▸ What you have to do
In the rows below, recast everything from the line containing "Presence check: is any stone" down to the line containing "36;69;129;115" as a numbered list, leaving out blank lines. Include both of those lines and nothing outside that span.

▸ Extracted records

········

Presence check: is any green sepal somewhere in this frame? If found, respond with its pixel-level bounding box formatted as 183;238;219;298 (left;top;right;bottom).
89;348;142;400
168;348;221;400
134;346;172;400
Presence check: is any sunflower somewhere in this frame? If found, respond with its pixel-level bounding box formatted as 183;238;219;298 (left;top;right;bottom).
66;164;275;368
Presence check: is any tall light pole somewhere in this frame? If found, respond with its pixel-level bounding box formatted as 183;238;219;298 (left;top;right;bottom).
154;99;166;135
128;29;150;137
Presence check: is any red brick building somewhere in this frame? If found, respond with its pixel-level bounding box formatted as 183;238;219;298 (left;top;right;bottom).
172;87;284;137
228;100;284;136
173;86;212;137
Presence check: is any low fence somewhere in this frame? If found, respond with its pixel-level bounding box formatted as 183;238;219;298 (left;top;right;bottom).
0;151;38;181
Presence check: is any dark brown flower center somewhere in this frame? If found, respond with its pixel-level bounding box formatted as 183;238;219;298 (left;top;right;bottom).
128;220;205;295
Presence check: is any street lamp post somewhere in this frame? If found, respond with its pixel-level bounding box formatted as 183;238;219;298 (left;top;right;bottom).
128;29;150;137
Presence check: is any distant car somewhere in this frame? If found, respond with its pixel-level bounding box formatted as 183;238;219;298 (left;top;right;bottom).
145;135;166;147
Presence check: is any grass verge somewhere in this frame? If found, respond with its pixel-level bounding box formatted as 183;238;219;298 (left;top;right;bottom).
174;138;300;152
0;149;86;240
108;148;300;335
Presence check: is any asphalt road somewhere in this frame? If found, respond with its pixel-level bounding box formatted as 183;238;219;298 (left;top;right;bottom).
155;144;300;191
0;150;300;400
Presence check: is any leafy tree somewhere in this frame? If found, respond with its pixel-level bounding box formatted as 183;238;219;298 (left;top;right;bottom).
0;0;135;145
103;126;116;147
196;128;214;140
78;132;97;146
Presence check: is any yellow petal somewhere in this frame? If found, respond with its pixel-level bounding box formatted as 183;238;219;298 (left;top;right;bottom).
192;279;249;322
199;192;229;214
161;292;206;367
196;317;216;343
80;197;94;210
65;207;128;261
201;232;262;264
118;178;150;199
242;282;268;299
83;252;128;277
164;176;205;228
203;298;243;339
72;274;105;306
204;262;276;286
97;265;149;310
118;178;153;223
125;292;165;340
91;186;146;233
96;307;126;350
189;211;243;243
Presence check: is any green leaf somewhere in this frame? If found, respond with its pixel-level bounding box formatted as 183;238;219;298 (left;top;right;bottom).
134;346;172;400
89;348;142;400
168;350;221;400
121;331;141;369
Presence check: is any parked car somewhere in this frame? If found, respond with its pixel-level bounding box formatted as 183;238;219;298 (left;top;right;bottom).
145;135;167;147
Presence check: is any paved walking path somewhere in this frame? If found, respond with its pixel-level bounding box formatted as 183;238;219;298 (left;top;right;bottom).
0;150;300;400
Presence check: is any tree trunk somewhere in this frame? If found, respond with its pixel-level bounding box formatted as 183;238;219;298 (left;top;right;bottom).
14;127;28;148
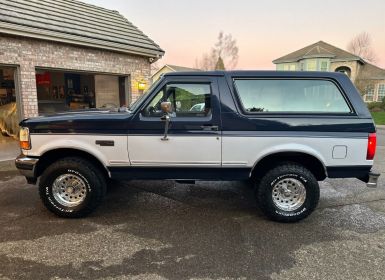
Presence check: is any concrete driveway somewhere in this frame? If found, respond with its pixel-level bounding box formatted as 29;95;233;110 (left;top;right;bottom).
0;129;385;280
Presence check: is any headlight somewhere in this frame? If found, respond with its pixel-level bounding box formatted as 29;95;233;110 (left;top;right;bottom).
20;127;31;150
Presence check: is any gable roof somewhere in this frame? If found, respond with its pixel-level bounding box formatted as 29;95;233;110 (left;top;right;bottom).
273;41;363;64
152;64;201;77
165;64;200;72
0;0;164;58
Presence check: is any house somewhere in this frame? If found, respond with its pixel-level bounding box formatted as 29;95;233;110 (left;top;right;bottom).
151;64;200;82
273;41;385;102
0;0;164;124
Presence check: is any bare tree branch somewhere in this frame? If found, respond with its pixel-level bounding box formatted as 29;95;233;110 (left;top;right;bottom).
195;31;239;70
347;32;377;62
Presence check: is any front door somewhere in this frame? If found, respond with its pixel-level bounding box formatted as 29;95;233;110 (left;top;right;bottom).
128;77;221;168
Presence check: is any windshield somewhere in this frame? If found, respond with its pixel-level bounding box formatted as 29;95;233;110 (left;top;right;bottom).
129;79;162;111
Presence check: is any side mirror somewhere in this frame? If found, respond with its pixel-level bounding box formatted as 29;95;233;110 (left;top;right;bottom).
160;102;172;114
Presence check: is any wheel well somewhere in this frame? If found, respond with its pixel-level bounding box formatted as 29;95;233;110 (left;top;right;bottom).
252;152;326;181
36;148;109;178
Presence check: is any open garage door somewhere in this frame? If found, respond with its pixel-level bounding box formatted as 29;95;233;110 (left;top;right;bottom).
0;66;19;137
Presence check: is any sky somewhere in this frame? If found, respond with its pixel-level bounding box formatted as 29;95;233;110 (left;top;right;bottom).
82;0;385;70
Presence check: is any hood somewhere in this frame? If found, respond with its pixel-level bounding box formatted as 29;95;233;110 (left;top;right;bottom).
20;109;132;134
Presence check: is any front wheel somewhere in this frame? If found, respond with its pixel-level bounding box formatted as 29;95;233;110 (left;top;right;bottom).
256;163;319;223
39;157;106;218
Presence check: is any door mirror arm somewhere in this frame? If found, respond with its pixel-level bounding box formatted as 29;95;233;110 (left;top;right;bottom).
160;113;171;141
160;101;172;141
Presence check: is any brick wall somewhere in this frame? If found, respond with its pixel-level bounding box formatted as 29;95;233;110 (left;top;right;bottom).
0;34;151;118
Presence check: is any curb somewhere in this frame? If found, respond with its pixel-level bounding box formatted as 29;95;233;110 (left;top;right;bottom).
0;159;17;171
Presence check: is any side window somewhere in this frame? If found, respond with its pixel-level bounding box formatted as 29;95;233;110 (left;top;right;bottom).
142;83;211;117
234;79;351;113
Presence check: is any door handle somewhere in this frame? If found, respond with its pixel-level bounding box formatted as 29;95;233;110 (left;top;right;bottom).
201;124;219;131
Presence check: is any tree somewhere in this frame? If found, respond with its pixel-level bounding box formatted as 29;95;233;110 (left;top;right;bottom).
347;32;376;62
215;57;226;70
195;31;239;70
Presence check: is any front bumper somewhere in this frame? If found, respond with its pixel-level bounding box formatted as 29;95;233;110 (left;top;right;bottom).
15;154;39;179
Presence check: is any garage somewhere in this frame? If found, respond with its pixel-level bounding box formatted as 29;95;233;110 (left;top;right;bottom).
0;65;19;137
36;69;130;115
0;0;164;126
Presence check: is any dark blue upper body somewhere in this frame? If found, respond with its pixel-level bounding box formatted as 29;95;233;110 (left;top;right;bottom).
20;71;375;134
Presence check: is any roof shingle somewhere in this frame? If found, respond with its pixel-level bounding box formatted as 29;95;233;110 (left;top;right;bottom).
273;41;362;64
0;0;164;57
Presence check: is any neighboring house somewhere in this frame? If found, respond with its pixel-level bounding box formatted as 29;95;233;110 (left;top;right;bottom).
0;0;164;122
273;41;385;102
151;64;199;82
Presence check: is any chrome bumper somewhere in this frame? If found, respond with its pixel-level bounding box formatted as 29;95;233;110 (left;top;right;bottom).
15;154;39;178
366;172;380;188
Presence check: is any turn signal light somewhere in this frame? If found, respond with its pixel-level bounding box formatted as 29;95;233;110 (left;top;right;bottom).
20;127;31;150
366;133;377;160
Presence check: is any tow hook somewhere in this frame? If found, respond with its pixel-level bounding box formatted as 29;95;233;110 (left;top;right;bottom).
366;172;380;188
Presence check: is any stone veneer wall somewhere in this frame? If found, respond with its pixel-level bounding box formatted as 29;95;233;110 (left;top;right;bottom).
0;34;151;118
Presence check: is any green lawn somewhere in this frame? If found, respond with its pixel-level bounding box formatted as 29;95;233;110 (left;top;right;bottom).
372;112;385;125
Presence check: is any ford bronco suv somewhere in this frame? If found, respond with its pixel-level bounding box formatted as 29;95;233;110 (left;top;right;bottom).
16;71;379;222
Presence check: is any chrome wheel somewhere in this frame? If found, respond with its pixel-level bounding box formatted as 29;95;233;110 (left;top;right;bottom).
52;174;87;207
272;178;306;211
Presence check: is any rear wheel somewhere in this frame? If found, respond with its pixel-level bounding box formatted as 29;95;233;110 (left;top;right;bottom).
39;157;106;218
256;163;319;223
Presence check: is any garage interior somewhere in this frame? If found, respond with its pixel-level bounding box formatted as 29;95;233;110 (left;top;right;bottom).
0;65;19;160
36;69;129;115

········

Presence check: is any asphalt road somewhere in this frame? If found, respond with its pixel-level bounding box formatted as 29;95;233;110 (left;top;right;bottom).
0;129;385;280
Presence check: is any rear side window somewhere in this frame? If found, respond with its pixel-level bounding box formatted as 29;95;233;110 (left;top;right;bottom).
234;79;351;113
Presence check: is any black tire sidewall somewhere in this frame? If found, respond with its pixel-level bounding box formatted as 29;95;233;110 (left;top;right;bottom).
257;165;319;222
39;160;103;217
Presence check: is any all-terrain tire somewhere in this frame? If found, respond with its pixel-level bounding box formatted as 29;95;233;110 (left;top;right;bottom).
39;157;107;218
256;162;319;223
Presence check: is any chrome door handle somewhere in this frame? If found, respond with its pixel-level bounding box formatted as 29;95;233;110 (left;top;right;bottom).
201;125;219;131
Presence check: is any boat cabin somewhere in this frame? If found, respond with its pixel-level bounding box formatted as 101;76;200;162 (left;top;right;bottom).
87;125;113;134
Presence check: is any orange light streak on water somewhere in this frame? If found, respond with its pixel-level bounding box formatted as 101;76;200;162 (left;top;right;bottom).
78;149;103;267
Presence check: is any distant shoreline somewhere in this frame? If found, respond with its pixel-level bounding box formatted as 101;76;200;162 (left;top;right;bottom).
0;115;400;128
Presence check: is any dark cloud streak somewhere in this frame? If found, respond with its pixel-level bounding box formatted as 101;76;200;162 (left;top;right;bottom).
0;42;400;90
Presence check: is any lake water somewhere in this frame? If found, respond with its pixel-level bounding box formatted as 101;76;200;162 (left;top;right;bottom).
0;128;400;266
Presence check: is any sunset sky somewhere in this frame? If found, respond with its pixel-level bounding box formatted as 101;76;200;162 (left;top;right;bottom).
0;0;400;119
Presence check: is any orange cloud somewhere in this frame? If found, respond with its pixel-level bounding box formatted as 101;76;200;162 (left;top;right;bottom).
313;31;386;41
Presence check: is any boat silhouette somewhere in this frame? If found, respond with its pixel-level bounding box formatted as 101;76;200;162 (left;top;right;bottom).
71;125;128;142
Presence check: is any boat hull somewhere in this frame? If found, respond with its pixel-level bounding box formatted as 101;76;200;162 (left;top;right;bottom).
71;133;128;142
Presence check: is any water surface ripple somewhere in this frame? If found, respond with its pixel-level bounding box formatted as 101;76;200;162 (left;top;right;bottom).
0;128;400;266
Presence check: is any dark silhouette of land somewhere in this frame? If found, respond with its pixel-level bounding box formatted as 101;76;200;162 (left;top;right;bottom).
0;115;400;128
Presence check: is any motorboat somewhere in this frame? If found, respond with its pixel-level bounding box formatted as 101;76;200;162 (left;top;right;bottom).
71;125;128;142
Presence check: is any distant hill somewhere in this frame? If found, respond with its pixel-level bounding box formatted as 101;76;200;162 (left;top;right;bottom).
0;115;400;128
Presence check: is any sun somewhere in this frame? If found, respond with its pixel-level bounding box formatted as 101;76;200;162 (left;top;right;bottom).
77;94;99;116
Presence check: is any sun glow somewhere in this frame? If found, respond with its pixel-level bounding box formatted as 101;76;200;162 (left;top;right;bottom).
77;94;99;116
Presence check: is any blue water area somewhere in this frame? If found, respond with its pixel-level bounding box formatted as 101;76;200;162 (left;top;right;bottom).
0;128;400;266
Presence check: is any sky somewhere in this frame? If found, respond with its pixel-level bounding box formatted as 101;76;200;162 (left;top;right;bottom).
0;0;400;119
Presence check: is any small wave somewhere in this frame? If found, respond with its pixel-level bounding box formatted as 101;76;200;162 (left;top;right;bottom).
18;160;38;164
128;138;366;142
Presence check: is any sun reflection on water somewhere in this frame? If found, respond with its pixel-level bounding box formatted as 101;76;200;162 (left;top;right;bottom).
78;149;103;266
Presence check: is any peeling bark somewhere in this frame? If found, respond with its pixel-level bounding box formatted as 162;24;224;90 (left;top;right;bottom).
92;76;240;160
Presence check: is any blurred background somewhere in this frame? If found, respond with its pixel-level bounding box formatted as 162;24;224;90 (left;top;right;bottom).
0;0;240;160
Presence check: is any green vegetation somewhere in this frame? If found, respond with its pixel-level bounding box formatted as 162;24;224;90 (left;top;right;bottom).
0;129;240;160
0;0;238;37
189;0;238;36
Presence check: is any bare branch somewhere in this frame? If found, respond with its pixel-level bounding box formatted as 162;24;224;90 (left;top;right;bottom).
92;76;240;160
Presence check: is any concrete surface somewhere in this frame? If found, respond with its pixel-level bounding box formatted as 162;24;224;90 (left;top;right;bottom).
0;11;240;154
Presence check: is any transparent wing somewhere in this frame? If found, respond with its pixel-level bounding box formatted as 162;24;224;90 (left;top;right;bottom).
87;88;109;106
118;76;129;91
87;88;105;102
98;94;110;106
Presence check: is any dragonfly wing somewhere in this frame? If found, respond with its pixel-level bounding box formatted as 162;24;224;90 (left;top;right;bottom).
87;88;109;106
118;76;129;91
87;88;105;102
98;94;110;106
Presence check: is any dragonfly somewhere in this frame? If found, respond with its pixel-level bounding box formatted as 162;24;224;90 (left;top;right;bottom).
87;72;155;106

········

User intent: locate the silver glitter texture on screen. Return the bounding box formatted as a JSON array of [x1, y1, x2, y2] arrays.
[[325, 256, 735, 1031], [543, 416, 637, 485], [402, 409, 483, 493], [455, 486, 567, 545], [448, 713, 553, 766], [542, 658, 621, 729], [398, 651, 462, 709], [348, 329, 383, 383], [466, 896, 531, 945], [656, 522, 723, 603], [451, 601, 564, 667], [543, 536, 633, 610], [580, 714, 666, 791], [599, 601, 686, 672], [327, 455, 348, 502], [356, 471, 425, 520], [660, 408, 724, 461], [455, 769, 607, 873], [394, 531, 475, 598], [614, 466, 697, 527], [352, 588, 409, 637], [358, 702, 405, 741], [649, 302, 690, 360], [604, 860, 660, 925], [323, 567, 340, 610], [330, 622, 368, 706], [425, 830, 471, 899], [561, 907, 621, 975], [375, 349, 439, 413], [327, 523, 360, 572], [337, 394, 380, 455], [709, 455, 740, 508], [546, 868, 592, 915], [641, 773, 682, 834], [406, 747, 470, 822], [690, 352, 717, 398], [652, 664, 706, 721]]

········

▸ Finished task
1. Presence check: is any stone veneer wall somewhere in this frame? If found, respond with its pixel-level bounding box formatted as 29;95;233;110 (left;top;right;bottom).
2. 0;34;151;118
3. Presence check: is any green lawn somewhere in this frame? If found, respond with its pixel-level bounding box formatted as 29;95;233;110 (left;top;right;bottom).
4. 372;112;385;125
5. Presence check: is any ford bronco suv somewhere in this frame? If found, respond with its pixel-level bounding box formatted as 29;95;233;110 (left;top;right;bottom).
6. 16;71;379;222
7. Presence check: is any chrome wheel somewhere in this frame? If found, respond with its pixel-level bounding box formatted as 29;95;233;110 (left;top;right;bottom).
8. 52;174;87;207
9. 272;178;306;211
10. Presence check: is any rear wheel somewhere in this frame? If found, respond with its pixel-level bounding box formatted as 29;95;233;110 (left;top;right;bottom).
11. 39;157;106;218
12. 256;163;319;223
13. Presence check: is any garage interior somewhere in this frame? If found, respond with its pixel-level bounding box formatted as 29;95;233;110 (left;top;right;bottom).
14. 0;65;19;160
15. 36;69;129;115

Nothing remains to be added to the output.